● **TO DO**
Could you repeat the entries starting at the line that contains "[mark] the bush" and ending at the last entry, swapping "mountain" for "hill" and keeping everything else unchanged?

● **SOURCE RECORDS**
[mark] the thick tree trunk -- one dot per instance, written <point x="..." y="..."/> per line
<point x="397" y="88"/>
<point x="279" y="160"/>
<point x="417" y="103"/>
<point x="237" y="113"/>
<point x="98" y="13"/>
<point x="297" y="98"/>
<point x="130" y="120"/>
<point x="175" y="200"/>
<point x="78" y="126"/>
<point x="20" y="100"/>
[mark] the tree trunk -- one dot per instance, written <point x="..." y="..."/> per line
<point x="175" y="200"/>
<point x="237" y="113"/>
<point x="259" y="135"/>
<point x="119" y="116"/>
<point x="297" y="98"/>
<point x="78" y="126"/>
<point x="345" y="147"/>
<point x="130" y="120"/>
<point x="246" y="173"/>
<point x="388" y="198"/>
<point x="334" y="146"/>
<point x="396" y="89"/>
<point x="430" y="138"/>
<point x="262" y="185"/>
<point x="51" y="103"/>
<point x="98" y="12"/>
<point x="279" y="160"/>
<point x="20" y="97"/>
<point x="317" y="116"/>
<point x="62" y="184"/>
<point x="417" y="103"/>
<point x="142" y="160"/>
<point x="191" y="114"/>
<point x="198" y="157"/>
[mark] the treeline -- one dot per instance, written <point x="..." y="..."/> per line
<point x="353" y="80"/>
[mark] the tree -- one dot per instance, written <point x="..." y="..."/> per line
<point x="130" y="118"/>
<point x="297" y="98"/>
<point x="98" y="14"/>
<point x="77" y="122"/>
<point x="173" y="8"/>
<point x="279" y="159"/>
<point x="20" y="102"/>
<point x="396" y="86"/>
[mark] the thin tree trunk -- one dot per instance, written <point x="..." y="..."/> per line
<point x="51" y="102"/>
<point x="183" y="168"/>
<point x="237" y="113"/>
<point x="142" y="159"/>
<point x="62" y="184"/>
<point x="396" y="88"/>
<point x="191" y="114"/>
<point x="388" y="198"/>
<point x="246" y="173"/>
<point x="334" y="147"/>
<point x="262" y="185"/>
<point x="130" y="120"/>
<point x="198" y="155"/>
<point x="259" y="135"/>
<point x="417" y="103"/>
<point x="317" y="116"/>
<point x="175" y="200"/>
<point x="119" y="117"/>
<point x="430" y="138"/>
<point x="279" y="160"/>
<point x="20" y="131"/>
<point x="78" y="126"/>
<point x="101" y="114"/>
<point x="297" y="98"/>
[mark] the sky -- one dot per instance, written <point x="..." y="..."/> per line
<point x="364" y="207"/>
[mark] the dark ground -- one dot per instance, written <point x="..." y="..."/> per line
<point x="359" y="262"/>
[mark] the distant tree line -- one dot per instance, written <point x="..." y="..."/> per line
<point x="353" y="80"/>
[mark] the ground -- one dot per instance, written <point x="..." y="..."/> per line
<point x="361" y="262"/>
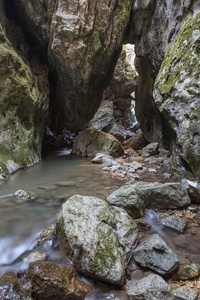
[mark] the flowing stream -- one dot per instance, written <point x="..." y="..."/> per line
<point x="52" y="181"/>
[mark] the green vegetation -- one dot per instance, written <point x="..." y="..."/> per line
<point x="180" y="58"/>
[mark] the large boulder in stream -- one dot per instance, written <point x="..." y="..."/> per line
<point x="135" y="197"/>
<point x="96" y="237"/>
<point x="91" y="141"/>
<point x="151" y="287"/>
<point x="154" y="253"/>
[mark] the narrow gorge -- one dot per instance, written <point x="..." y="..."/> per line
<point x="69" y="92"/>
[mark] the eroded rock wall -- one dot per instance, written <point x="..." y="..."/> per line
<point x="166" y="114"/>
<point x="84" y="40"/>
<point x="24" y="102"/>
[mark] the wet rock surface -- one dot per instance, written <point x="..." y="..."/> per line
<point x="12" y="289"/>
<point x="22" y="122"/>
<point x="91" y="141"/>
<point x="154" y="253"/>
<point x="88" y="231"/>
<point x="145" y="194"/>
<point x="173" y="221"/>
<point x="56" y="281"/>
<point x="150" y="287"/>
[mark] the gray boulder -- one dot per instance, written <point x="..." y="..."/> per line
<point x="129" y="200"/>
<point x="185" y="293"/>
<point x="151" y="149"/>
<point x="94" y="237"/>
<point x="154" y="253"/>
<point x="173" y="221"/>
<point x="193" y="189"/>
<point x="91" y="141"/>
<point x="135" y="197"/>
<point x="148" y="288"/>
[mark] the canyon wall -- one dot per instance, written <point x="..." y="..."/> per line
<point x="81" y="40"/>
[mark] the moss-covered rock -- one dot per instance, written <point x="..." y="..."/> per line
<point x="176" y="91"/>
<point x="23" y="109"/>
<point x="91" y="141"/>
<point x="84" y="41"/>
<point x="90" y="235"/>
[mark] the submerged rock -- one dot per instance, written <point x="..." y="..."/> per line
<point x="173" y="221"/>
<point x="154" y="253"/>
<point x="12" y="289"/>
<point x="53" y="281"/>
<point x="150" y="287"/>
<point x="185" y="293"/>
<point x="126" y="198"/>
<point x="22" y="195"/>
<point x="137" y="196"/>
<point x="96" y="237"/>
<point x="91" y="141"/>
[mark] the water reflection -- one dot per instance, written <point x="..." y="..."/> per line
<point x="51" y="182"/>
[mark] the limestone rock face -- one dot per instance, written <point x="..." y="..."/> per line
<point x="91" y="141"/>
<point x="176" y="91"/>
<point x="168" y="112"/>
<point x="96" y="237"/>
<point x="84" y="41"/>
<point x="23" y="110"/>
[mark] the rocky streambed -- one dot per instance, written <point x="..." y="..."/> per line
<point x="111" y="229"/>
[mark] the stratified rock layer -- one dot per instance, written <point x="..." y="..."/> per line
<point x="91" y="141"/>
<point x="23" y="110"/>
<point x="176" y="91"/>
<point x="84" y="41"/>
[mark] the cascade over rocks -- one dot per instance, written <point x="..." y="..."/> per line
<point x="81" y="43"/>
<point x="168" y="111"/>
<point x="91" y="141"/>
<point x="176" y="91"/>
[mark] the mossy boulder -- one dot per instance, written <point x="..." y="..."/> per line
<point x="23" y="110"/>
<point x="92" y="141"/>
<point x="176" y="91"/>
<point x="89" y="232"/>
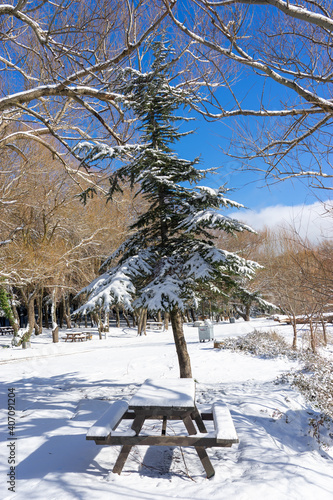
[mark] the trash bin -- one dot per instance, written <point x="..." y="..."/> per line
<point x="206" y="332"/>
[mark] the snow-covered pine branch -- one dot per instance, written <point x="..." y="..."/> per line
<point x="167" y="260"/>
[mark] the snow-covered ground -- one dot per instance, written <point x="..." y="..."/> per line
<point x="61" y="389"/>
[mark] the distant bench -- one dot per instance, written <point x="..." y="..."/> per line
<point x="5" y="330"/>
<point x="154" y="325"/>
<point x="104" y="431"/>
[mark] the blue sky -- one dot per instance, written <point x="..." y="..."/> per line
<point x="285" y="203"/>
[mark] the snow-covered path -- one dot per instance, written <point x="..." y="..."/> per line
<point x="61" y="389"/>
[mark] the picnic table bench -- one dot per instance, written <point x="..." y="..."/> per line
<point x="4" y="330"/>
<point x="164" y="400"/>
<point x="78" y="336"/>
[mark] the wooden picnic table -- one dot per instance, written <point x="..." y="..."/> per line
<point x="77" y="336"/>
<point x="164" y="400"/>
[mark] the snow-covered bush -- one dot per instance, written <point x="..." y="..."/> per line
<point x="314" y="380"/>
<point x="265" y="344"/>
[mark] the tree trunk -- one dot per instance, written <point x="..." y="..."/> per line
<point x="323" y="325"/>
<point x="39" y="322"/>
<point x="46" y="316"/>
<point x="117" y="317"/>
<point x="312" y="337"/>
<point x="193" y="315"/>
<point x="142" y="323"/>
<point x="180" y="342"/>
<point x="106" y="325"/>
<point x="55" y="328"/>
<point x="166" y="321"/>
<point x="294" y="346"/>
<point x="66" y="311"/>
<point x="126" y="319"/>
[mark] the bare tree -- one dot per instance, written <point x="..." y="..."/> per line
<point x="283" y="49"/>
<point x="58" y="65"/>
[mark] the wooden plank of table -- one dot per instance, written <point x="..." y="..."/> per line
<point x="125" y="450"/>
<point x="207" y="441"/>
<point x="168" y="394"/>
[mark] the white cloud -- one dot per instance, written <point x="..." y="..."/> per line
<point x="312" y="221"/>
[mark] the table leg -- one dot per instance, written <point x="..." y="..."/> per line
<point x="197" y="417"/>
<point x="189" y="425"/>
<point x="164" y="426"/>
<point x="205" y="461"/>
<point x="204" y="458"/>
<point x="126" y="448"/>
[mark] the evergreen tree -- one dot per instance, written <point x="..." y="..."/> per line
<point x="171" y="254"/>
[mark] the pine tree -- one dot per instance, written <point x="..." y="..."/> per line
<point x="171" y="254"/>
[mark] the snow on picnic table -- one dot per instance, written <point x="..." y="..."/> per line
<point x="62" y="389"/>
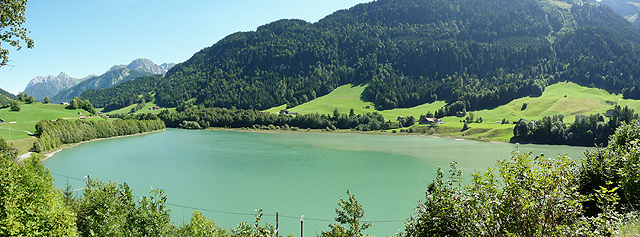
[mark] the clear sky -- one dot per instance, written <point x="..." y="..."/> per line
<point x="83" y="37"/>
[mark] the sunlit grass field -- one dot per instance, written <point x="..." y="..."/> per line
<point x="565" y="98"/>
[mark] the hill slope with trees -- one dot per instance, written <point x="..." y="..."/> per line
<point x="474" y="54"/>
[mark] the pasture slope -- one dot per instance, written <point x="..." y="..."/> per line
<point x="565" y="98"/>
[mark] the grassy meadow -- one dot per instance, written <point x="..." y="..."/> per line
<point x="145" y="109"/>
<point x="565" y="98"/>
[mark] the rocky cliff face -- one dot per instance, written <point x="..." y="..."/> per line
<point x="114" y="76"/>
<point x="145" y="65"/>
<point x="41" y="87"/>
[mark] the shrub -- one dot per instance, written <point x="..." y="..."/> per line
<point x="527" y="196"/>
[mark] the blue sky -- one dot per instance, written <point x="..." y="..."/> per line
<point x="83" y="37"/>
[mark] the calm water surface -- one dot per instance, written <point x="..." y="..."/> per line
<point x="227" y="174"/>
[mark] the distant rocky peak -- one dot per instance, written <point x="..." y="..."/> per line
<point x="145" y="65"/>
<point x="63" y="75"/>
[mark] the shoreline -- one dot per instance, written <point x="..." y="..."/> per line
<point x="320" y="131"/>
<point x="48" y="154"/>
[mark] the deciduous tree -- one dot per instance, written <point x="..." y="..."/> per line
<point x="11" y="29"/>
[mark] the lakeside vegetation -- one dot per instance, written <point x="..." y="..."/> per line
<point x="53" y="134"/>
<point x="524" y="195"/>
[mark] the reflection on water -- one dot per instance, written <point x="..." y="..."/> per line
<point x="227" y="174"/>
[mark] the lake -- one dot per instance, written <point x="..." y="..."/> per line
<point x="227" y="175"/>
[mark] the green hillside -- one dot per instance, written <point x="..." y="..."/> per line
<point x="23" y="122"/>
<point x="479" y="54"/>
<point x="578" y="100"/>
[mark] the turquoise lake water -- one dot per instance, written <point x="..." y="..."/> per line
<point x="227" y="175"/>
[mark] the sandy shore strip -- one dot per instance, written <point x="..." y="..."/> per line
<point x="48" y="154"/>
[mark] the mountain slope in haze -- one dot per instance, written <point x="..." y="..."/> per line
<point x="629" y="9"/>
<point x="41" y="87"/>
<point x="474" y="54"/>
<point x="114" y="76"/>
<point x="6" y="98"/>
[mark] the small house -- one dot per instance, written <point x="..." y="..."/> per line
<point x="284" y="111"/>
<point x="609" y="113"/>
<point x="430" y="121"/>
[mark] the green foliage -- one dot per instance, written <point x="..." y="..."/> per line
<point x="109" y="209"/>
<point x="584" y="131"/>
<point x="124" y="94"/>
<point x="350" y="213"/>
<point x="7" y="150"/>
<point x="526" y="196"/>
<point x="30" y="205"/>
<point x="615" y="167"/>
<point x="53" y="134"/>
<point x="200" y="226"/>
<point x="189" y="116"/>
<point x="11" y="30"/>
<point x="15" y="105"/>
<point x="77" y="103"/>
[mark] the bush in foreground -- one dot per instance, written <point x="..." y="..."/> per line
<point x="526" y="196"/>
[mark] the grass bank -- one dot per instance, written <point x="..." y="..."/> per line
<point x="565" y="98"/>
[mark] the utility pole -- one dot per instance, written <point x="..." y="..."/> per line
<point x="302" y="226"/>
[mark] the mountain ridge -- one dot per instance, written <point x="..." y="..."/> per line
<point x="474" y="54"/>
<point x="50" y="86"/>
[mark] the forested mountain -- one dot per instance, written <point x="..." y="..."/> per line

● **EXERCISE ANSWER**
[mark] the bush in foreground -- one dot per instance, written <point x="..." y="..."/> per line
<point x="526" y="196"/>
[mark] the grass bank -- one dot per instance, written <point x="..." y="..."/> per line
<point x="565" y="98"/>
[mark] the utility pole -- one dot per instance, written <point x="..." y="..."/> per line
<point x="302" y="226"/>
[mark] the hill ridge -- one dot per instance, written <point x="..." y="..."/> per line
<point x="474" y="54"/>
<point x="50" y="86"/>
[mark] the forested hill -- one dot per instance, written <point x="..." y="..."/> per line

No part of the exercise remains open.